GIVEN REQUEST:
Find the line containing "Every instance of the exposed". Reproduce it and every line after it up to the end of the records, exactly as written.

DATA FOR THIS EXERCISE:
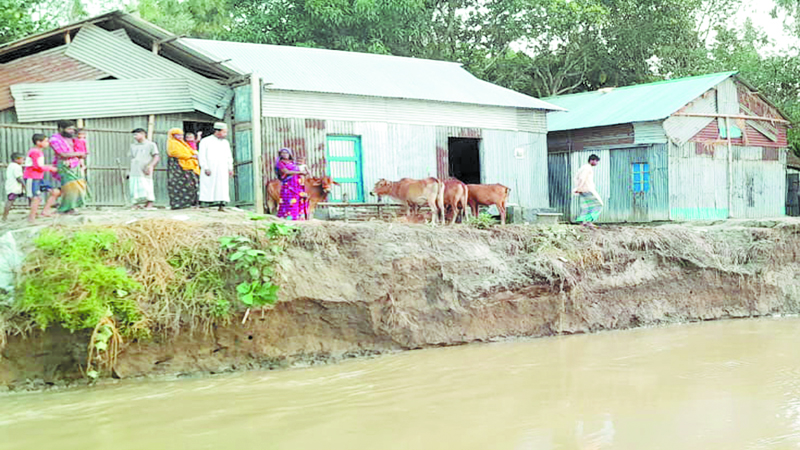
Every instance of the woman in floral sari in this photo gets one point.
(183, 171)
(292, 205)
(70, 172)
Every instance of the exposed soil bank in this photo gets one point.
(355, 289)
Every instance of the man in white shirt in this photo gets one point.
(591, 203)
(216, 166)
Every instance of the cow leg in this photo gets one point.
(473, 205)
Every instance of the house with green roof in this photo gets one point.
(700, 148)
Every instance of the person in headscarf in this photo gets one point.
(292, 204)
(183, 171)
(70, 174)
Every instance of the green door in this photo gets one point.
(344, 166)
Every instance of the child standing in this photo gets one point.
(301, 165)
(15, 186)
(80, 147)
(35, 184)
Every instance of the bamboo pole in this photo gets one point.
(730, 167)
(255, 127)
(151, 119)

TASK RESPONSE:
Every instance of the exposed soil bank in this photo gets one point.
(355, 289)
Every instance of the man in white shirt in this photo gets one point.
(591, 203)
(216, 166)
Every instance of the cow leg in this photo gets one point.
(473, 205)
Every instance of the house with green roof in this photo gets one point.
(700, 148)
Every instance of the person in headscarf in this photo gets one point.
(292, 204)
(183, 171)
(70, 174)
Every instance of the green door in this photo gets one point.
(344, 166)
Every instance of the child standing in this photo gets one point.
(301, 165)
(15, 186)
(80, 147)
(35, 184)
Every instance of the bamboo pole in this photo gets one point.
(730, 167)
(255, 127)
(151, 119)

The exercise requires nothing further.